EXERCISE TASK
Rewrite the entries below with every occurrence of "x and y for each instance" substituted by "coordinates for every instance", leaving everything else unchanged.

DATA EXCERPTS
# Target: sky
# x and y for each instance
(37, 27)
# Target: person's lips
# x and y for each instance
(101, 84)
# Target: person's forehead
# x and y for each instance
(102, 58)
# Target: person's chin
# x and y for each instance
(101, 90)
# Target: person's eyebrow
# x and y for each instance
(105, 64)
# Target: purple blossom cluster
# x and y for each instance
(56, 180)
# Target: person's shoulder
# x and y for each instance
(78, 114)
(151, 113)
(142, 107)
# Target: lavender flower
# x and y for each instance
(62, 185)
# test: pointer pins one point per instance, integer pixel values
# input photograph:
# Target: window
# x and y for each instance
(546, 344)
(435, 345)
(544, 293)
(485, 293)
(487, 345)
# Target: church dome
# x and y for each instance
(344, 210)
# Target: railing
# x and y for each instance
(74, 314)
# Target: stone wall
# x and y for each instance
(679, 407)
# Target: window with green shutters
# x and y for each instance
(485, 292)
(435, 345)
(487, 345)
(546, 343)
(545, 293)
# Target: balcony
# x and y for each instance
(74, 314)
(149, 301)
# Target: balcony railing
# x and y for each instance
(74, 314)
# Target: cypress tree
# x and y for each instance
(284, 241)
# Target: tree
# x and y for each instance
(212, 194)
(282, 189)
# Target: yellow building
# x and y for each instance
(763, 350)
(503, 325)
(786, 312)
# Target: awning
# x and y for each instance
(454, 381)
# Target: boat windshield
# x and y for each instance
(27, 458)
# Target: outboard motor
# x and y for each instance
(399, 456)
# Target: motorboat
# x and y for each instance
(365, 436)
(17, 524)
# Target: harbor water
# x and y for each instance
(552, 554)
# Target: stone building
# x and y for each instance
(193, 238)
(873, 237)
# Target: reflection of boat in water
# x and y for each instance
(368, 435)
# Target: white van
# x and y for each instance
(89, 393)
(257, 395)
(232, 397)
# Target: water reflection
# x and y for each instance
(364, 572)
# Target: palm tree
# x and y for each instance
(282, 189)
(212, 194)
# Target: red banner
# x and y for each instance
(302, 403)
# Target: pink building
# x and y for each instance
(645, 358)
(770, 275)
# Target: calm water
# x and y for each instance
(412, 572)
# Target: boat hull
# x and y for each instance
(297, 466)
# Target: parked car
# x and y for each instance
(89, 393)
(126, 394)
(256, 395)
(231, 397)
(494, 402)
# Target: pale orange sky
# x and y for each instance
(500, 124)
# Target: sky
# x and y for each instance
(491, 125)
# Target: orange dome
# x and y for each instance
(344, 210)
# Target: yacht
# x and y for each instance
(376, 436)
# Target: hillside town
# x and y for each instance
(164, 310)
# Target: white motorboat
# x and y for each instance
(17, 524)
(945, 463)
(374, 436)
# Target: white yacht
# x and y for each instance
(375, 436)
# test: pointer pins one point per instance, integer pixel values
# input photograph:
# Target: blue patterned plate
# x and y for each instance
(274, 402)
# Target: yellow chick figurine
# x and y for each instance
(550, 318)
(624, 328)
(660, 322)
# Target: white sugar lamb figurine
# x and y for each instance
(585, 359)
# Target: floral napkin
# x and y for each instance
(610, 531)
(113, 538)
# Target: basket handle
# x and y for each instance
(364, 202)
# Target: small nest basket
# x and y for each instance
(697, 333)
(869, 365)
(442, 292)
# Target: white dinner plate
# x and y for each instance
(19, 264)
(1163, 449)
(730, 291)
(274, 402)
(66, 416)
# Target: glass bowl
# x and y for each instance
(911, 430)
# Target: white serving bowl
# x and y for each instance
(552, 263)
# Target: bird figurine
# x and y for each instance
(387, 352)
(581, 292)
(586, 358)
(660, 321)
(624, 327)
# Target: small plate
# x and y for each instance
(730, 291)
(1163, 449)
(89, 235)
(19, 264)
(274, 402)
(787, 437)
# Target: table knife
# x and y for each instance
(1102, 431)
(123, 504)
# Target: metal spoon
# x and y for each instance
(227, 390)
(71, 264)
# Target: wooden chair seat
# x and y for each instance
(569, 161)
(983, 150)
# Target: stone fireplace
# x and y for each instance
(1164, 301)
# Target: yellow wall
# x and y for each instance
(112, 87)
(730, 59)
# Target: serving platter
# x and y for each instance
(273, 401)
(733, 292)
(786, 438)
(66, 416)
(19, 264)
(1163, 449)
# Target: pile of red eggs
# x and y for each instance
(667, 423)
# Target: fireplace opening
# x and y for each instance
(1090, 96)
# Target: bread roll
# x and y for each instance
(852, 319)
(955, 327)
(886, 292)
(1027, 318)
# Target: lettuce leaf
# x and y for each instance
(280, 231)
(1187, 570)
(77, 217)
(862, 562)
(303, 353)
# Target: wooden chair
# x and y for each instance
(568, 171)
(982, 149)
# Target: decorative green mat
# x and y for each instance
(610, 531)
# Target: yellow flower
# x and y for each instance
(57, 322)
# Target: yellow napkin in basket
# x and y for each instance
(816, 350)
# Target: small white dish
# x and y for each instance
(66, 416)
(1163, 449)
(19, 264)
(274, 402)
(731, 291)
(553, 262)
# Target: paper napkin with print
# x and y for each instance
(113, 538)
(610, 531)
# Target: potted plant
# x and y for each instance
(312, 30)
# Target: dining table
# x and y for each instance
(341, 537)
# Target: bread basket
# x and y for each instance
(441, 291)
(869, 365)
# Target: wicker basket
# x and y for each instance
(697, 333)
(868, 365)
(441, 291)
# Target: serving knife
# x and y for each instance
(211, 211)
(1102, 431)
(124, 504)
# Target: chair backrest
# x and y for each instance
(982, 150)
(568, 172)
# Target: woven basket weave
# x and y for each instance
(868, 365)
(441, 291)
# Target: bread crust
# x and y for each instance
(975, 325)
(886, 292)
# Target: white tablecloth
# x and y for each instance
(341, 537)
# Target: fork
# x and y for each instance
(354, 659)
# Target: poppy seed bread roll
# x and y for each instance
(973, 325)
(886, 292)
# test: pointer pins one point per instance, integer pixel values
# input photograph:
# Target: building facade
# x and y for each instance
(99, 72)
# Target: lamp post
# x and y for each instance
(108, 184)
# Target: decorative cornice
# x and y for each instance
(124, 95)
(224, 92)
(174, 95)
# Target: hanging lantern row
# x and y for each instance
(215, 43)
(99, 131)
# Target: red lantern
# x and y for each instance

FINISHED TASK
# Target: sky
# coordinates for every instance
(37, 27)
# Target: person's lips
# coordinates for every instance
(101, 84)
# Target: person's forehead
# coordinates for every instance
(102, 58)
# Target: person's chin
# coordinates for every instance
(101, 90)
# Target: person's eyebrow
# coordinates for every instance
(105, 64)
# Target: purple blossom cluster
# coordinates for every instance
(56, 180)
# Target: person's shoulder
# coordinates for every instance
(78, 114)
(151, 113)
(142, 107)
# Target: lavender flower
# coordinates for every instance
(62, 185)
# test: pointer pins one point per instance, integer pixel values
# input photograph:
# Target: window
# coordinates for every instance
(546, 344)
(435, 345)
(544, 293)
(485, 293)
(487, 345)
# Target: church dome
# coordinates for every instance
(344, 210)
# Target: railing
# coordinates for every instance
(74, 314)
# Target: stone wall
# coordinates for every instance
(679, 407)
# Target: window with green shutters
# coordinates for every instance
(485, 292)
(435, 345)
(487, 345)
(546, 343)
(545, 293)
# Target: balcony
# coordinates for every instance
(74, 314)
(149, 301)
# Target: balcony railing
# coordinates for every instance
(74, 314)
# Target: cypress tree
# coordinates for every instance
(284, 241)
# Target: tree
# coordinates for every instance
(212, 194)
(282, 189)
# Target: yellow building
# coordinates for every instance
(763, 350)
(503, 325)
(786, 312)
# Target: awning
# coordinates for every instance
(454, 381)
# Target: boat windshield
# coordinates for every instance
(27, 458)
# Target: outboard motor
# coordinates for every instance
(399, 456)
# Target: motorboat
# coordinates for every instance
(365, 436)
(17, 524)
# Target: harbor water
# coordinates for every instance
(552, 554)
# Target: stone building
# coordinates for every instance
(193, 238)
(873, 237)
# Target: reflection of boat in water
# coordinates for every instance
(368, 435)
# Target: white van
# coordinates for every instance
(89, 393)
(257, 395)
(232, 397)
# Target: water reflection
# coordinates for every instance
(364, 572)
# Target: palm tree
# coordinates for every instance
(282, 189)
(212, 194)
# Target: red banner
# coordinates for every instance
(302, 403)
# Target: pink building
# coordinates for every instance
(645, 358)
(770, 275)
# Target: calm water
# coordinates for every instance
(412, 572)
# Target: boat hull
# coordinates for every instance
(297, 466)
# Target: parked car
# coordinates for every instance
(89, 393)
(126, 394)
(256, 395)
(231, 397)
(494, 402)
# Target: pale orange sky
# coordinates for every instance
(500, 124)
# Target: sky
# coordinates for every instance
(491, 125)
# Target: orange dome
# coordinates for every instance
(344, 210)
# Target: yacht
# coordinates for every instance
(376, 436)
# Target: hillside town
# coordinates for every instance
(164, 310)
# Target: white motorboat
# coordinates for every instance
(17, 524)
(945, 463)
(374, 436)
# Target: white yacht
# coordinates for every instance
(375, 436)
# test: pointer pins one point per instance, integer pixel values
# input photograph:
# Target: blue patterned plate
# coordinates for every instance
(274, 402)
# Target: yellow chick figurine
# coordinates for every instance
(550, 318)
(624, 328)
(660, 322)
# Target: white sugar lamb figurine
# coordinates for every instance
(585, 359)
# Target: floral napkin
# coordinates for every instance
(610, 531)
(113, 538)
# Target: basket handle
# coordinates for every instance
(364, 202)
# Target: small nest basket
# coordinates for every instance
(697, 333)
(869, 365)
(442, 292)
# Target: white dinner plate
# coordinates for every instance
(19, 264)
(1163, 449)
(730, 291)
(274, 402)
(66, 416)
# Target: glass bowl
# coordinates for every instance
(911, 430)
# Target: white serving bowl
# coordinates for every instance
(552, 263)
# Target: bird figurine
# coordinates for every instance
(387, 352)
(581, 292)
(586, 358)
(660, 321)
(624, 327)
# Target: small plate
# coordinates for every instance
(730, 291)
(1163, 449)
(89, 235)
(19, 264)
(274, 402)
(787, 437)
# Target: table knife
# coordinates for every instance
(1102, 431)
(123, 504)
# Target: metal spoon
# coordinates for every instance
(227, 390)
(71, 264)
# Target: wooden chair seat
# coordinates for every instance
(569, 161)
(983, 150)
# Target: stone fireplace
# coordinates for every instance
(1164, 301)
# Target: yellow wall
# coordinates for every instance
(112, 87)
(730, 59)
# Target: serving platter
# coordinates for every instance
(273, 401)
(733, 292)
(786, 438)
(66, 416)
(19, 264)
(1163, 449)
# Target: pile of red eggs
# coordinates for every instance
(667, 423)
# Target: fireplace opening
# coordinates for every instance
(1090, 96)
# Target: bread roll
# coordinates for every instance
(852, 319)
(955, 327)
(886, 292)
(1027, 318)
# Target: lettuce leaf
# coordinates for every instance
(280, 231)
(1187, 570)
(77, 217)
(862, 562)
(303, 353)
# Target: wooden chair
# coordinates for every instance
(568, 171)
(982, 149)
# Target: decorative green mat
# coordinates for every instance
(610, 531)
# Target: yellow flower
# coordinates for every instance
(57, 322)
# Target: yellow napkin in basket
# coordinates for every instance
(816, 350)
# Target: small white dish
# coordinates for every instance
(66, 416)
(1163, 449)
(19, 264)
(274, 402)
(731, 291)
(553, 262)
# Target: paper napkin with print
# coordinates for every instance
(113, 538)
(610, 531)
# Target: potted plant
# coordinates for every instance
(312, 30)
# Target: dining table
# coordinates for every instance
(341, 537)
# Target: bread basket
# coordinates for every instance
(441, 291)
(869, 365)
# Target: wicker basket
# coordinates for every instance
(697, 333)
(868, 365)
(441, 291)
# Target: serving knife
# coordinates for every instance
(211, 211)
(1102, 431)
(124, 504)
# Target: chair backrest
# coordinates for every instance
(982, 150)
(568, 172)
# Target: woven basket weave
# coordinates for every instance
(868, 365)
(441, 291)
# Target: bread crust
# coordinates for every instance
(975, 325)
(886, 292)
# Target: white tablecloth
# coordinates for every instance
(341, 537)
# Target: fork
# coordinates for every instance
(354, 659)
# Target: poppy seed bread roll
# coordinates for every instance
(973, 325)
(886, 292)
# test: pointer pins one point per instance, integer pixel values
# input photograph:
# Target: building facade
# coordinates for every instance
(99, 72)
# Target: lamp post
# coordinates for every instance
(108, 184)
# Target: decorative cornice
# coordinates for every instance
(124, 95)
(224, 92)
(174, 95)
# Target: hanging lantern row
# coordinates for every instance
(215, 43)
(99, 131)
# Target: red lantern
# coordinates for every instance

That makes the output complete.